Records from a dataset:
##############################

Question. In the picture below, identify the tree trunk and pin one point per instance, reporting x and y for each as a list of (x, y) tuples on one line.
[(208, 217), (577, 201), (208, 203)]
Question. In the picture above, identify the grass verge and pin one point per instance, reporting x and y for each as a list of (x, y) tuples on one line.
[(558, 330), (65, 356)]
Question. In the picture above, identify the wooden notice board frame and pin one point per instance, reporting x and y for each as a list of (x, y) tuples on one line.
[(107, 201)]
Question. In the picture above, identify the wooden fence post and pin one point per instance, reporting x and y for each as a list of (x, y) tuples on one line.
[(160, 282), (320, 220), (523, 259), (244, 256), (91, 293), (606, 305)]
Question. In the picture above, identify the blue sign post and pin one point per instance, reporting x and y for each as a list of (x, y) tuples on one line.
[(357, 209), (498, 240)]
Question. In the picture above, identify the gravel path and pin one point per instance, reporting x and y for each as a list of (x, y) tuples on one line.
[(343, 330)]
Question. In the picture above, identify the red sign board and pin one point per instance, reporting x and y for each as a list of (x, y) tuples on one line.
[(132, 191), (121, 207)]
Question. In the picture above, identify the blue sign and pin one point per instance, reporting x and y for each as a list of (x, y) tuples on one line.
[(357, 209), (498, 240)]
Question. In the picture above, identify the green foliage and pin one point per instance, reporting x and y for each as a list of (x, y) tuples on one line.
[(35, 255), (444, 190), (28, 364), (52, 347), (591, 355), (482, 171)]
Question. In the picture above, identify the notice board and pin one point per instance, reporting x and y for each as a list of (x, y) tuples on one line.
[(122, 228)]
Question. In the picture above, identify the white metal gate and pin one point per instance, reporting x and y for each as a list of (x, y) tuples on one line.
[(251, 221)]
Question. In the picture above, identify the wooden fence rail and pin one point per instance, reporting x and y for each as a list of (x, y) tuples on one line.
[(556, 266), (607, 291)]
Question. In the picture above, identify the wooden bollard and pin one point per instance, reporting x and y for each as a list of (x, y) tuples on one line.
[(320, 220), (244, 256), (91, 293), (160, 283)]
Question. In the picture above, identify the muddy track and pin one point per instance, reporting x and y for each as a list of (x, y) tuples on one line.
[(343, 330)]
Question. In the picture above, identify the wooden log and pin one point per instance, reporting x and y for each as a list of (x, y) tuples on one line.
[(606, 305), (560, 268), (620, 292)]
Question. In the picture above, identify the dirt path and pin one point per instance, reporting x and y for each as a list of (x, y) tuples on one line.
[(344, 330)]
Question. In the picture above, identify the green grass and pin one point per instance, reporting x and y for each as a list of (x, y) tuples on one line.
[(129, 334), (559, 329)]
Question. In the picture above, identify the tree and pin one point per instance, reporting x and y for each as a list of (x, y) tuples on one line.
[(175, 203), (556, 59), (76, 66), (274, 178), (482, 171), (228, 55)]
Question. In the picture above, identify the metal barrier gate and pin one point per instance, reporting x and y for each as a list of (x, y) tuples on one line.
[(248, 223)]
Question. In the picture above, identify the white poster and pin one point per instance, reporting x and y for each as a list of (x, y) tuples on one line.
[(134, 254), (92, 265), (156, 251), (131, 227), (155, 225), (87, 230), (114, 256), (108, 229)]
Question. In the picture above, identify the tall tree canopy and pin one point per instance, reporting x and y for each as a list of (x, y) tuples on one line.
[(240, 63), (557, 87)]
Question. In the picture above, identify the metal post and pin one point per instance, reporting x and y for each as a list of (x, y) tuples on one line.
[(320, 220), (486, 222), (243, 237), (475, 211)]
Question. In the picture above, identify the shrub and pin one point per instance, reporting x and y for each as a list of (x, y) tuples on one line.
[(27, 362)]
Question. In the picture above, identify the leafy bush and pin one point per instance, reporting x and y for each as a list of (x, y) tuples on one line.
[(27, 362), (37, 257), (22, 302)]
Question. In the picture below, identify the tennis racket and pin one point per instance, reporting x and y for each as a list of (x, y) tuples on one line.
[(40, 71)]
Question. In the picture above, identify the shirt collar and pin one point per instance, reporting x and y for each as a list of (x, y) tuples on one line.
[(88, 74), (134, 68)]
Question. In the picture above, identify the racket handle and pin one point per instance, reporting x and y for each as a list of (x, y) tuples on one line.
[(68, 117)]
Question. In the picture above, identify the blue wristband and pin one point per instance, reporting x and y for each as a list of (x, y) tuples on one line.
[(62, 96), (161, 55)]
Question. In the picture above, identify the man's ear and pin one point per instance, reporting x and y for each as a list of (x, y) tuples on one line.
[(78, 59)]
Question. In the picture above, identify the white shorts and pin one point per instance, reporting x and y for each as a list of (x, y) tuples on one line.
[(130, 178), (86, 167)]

##############################

# What is required:
The complete data above is to be written out again as it stands.

# Answer for this exercise:
Question. In the picture below, identify the tree trunk and pin one point per instance, reporting x and y for each as a list of (x, y) tuples on one line.
[(208, 217), (577, 201), (208, 203)]
Question. In the picture above, identify the grass verge and pin one point per instance, reporting x and y for each as a list of (x, y) tuples on one line.
[(558, 330), (65, 356)]
Question. In the picture above, identify the wooden notice board frame and pin one point per instance, reporting x and y for each as a list of (x, y) tuples on one line.
[(107, 201)]
Question. In the picture above, identify the wooden fence post and pin one point per instance, reporting x and y for each as a list of (x, y) tuples on one line.
[(160, 282), (320, 220), (523, 259), (244, 256), (91, 293), (606, 305)]
Question. In the picture above, identify the blue sign post and pin one point per instance, reporting x and y for each as a list of (x, y) tuples on one line.
[(357, 209), (498, 240)]
Question. In the picture above, identify the gravel path and pin one point per instance, reporting x and y for each as a list of (x, y) tuples on one line.
[(343, 330)]
Question. In the picture above, identify the red sign board and pin one point per instance, reporting x and y for each as a list of (x, y) tuples on one line.
[(132, 191), (121, 207)]
Question. In the picture above, identify the blue sign and pin one point per instance, reporting x and y for each as a list of (x, y) tuples on one line.
[(357, 209), (498, 240)]
Question. In the picture above, identify the green foliage and pin one point per instance, reporting x and y for each as a list of (x, y) tuples on one line.
[(35, 255), (444, 190), (28, 364), (52, 347), (591, 355), (482, 171)]
Question. In the picture above, identify the notice board and pin one point per instance, reporting x and y for each as a list of (x, y) tuples on one line.
[(122, 228)]
Question. In the picture above, identify the white metal gate and pin one point per instance, reporting x and y for each as a list of (x, y) tuples on one line.
[(251, 221)]
Question. In the picture above, identify the wooden fence rail and pin one point per instance, reporting x and y for each as a list of (x, y) tuples on one line.
[(556, 266), (607, 291)]
Question. In the picture above, identify the wooden bollard and pin one point per instance, reporting x and y for each as a list of (x, y) tuples on one line.
[(320, 220), (244, 256), (91, 293), (160, 283)]
Question. In the picture above, identify the muddy track and pin one point per instance, reporting x and y for each as a list of (x, y) tuples on one line.
[(343, 330)]
Question. In the picture above, identify the wooden log and pin one point per instance, reporting x and y for each as a list of (x, y) tuples on one line.
[(606, 305), (560, 268), (620, 292)]
Question. In the picture above, identify the dirt path and pin one point per instance, reporting x and y for each as a list of (x, y) tuples on one line.
[(344, 330)]
Question. In the picture above, identify the green grass and pin one point per instance, reporting x and y for each as a list of (x, y) tuples on one line.
[(129, 334), (559, 329)]
Question. In the picture above, identify the tree and pin one point per instance, reporting x and y for each as a list of (x, y) tuples on one line.
[(175, 203), (556, 59), (76, 66), (274, 178), (482, 171), (228, 55)]
Question. In the picture above, identify the metal barrier gate and pin one point per instance, reporting x and y for each as a list of (x, y) tuples on one line.
[(248, 223)]
Question. In the picture above, identify the white poster and pin one point per instance, reporting x and y for each as a list of (x, y) tuples on one line.
[(134, 254), (92, 265), (156, 251), (131, 227), (155, 225), (87, 230), (114, 256), (108, 229)]
Question. In the picture above, identify the tall tree canopy and pin one point per instance, reporting x and y for each as a list of (x, y) tuples on one line.
[(240, 63), (557, 87)]
Question. In the picture above, identify the metal post and pin one point per instance, reporting x and y for each as a list of (x, y) tuples on one line.
[(320, 220), (486, 222), (243, 237), (475, 211)]
Question. In the picture above, identify the shrub and pin one point per instance, reporting x and y for each as a list of (x, y) tuples on one line.
[(27, 362)]
Question. In the picture above, identify the leafy bush and pin one point per instance, reporting x and y for each as a list of (x, y) tuples on one line.
[(27, 362), (37, 257), (22, 302)]
Question. In the picture below, identify the tennis racket and pin one point per instance, reporting x and y for each as a list of (x, y) tuples on one line.
[(40, 71)]
Question. In the picture above, identify the shirt collar and pin one point per instance, reporting x and y for each as a list of (x, y) tuples on one line.
[(88, 74), (134, 68)]
Question. In the picture above, identify the racket handle and pin one point per instance, reporting x and y for each as a list of (x, y) tuples on one line.
[(68, 117)]
Question. In the picture above, identify the blue wristband and pin one point per instance, reporting x and y for each as a list of (x, y) tuples on one line.
[(62, 96), (161, 55)]
Question. In the picture above, identify the man's ear and pin one point per instance, reporting x and y for each as a list of (x, y) tuples on one line.
[(78, 59)]
Question. In the picture above, identify the white shorts and pin one point per instance, reporting x and y for each as a list of (x, y) tuples on one line.
[(130, 178), (86, 167)]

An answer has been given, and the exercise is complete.